GIVEN PROBLEM A: In the records below, pick out every line that contains the string "tabletop", with case counting, and copy each such line.

── SOURCE ──

8a0946dd6870f10cde056ba243f1fb4ec1fd16b4
angie
  Thu Feb 27 11:58:33 2014 -0800
Adding support for plain VCF custom tracks (as opposed to VCF+tabix),since users seem to want to upload VCF, and as long as the file is
not too big it will work OK.  This means adding a new track type
vcf (as opposed to vcfTabix) and supporting it in hgTracks, hgTrackUi,
hgc, hgTables and hgVai.  (and others I've forgotten?)
refs #12416

diff --git src/hg/hgTables/vcf.c src/hg/hgTables/vcf.c
index 524fe02..d1e4b1e 100644
--- src/hg/hgTables/vcf.c
+++ src/hg/hgTables/vcf.c
@@ -7,55 +7,67 @@
 #include "asParse.h"
 #include "hgBam.h"
 #include "linefile.h"
 #include "localmem.h"
 #include "obscure.h"
 #include "vcf.h"
 #include "web.h"
 
 #if (defined USE_TABIX && defined KNETFILE_HOOKS)
 #include "knetUdc.h"
 #include "udc.h"
 #endif//def USE_TABIX && KNETFILE_HOOKS
 
 #define VCFDATALINE_NUM_COLS 10
 
-boolean isVcfTable(char *table)

───

GIVEN PROBLEM B: Continue the commit diff above, which adds support for plain VCF custom tracks, starting after its last line.

── EXTRACTED ENTRIES ──

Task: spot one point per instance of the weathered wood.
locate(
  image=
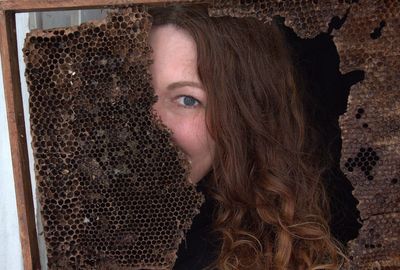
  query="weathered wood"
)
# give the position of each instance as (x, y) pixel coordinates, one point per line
(32, 5)
(19, 151)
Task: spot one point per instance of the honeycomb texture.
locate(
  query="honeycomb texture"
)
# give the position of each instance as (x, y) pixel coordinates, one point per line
(307, 18)
(368, 40)
(111, 183)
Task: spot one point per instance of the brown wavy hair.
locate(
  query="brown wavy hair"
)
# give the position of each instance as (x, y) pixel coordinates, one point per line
(272, 212)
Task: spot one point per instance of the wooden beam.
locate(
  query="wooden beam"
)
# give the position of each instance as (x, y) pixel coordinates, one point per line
(19, 151)
(41, 5)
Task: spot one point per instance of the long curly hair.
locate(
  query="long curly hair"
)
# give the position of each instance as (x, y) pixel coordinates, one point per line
(272, 212)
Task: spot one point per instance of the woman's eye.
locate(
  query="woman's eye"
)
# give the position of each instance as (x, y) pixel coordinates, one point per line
(188, 101)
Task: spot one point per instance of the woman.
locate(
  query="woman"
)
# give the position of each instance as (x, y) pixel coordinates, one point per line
(226, 89)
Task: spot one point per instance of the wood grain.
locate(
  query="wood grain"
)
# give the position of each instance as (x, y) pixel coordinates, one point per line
(19, 152)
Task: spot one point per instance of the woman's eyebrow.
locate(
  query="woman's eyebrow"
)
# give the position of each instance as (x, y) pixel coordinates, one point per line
(179, 84)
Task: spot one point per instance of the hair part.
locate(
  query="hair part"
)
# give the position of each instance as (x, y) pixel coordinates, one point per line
(272, 210)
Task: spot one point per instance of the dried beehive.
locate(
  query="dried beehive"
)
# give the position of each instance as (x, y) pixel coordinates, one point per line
(112, 186)
(368, 40)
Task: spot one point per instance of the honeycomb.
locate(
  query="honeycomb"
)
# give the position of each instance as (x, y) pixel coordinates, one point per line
(111, 182)
(367, 37)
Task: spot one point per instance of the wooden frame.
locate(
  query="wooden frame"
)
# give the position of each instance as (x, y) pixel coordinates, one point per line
(14, 107)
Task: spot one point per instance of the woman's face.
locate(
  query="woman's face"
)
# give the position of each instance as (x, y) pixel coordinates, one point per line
(181, 98)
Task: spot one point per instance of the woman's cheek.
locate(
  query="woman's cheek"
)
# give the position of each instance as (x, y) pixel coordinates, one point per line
(190, 135)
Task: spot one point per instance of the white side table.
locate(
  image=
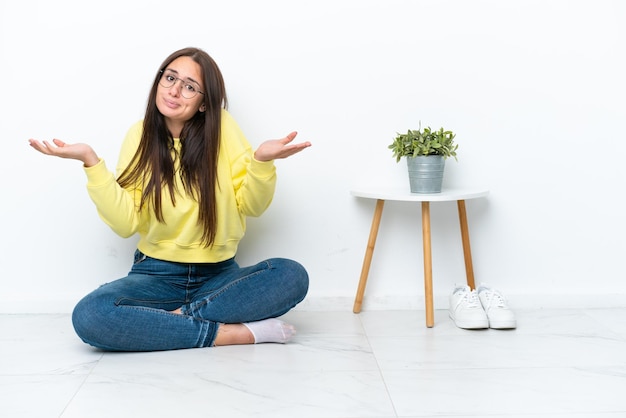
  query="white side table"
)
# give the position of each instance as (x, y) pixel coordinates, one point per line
(381, 194)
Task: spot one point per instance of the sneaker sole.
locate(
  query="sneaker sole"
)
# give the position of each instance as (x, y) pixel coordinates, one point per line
(470, 324)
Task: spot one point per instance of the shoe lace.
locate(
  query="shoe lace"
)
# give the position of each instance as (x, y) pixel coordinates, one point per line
(495, 299)
(471, 299)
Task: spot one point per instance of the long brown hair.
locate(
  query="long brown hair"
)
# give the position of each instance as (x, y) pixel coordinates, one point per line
(152, 167)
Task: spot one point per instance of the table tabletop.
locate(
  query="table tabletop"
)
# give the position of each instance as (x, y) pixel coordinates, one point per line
(404, 194)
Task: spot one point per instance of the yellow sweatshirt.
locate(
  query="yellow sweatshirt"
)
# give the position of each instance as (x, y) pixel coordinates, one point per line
(246, 188)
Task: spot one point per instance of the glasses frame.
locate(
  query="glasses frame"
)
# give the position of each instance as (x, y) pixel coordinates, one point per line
(176, 80)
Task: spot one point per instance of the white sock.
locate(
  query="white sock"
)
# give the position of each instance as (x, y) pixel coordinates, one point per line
(270, 330)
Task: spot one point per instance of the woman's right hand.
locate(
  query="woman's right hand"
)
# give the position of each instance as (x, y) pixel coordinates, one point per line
(58, 148)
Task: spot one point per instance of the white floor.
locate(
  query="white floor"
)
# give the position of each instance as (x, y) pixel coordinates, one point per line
(557, 363)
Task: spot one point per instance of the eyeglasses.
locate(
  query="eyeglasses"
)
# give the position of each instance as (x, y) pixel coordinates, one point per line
(190, 88)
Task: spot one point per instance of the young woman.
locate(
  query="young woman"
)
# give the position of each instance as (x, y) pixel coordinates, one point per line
(187, 178)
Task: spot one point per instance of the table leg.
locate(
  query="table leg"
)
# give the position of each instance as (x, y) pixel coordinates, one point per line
(369, 251)
(428, 265)
(467, 251)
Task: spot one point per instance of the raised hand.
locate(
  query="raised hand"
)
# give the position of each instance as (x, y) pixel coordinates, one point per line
(279, 148)
(58, 148)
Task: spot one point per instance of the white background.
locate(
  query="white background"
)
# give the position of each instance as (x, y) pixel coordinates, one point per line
(533, 89)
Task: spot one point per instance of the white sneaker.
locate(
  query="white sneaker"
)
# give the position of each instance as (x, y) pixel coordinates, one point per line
(465, 309)
(494, 304)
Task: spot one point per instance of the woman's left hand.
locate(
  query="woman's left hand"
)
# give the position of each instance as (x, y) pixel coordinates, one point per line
(279, 148)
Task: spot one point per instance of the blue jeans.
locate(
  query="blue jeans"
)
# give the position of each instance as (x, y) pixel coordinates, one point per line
(132, 313)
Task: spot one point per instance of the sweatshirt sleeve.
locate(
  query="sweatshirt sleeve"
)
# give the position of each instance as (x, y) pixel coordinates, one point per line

───

REPLY A:
Task: spot one point per instance of the table tabletop.
  query="table tabletop"

REPLY B:
-/* Return TRUE if table corresponds to a VCF file. */
+boolean isVcfTable(char *table, boolean *retIsTabix)
+/* Return TRUE if table corresponds to a VCF file. 
+ * If retIsTabix is non-NULL, set *retIsTabix to TRUE if this is vcfTabix (not just vcf). */
 {
+boolean isVcfTabix = FALSE, isVcf = FALSE;
 struct trackDb *tdb = hashFindVal(fullTableToTdbHash, table);
 if (tdb)
-    return tdbIsVcf(tdb);
+    {
+    isVcfTabix = startsWithWord("vcfTabix", tdb->type);
+    isVcf = startsWithWord("vcf", tdb->type);
+    }
 else
-    return trackIsType(database, table, curTrack, "vcfTabix", ctLookupName);
+    {
+    isVcfTabix = trackIsType(database, table, curTrack, "vcfTabix", ctLookupName);
+    if (!isVcfTabix)
+	isVcf = trackIsType(database, table, curTrack, "vcf", ctLookupName);
+    }
+if (retIsTabix)
+    *retIsTabix = isVcfTabix;
+return (isVcfTabix || isVcf);
 }
 
-struct hTableInfo *vcfToHti(char *table)
+struct hTableInfo *vcfToHti(char *table, boolean isTabix)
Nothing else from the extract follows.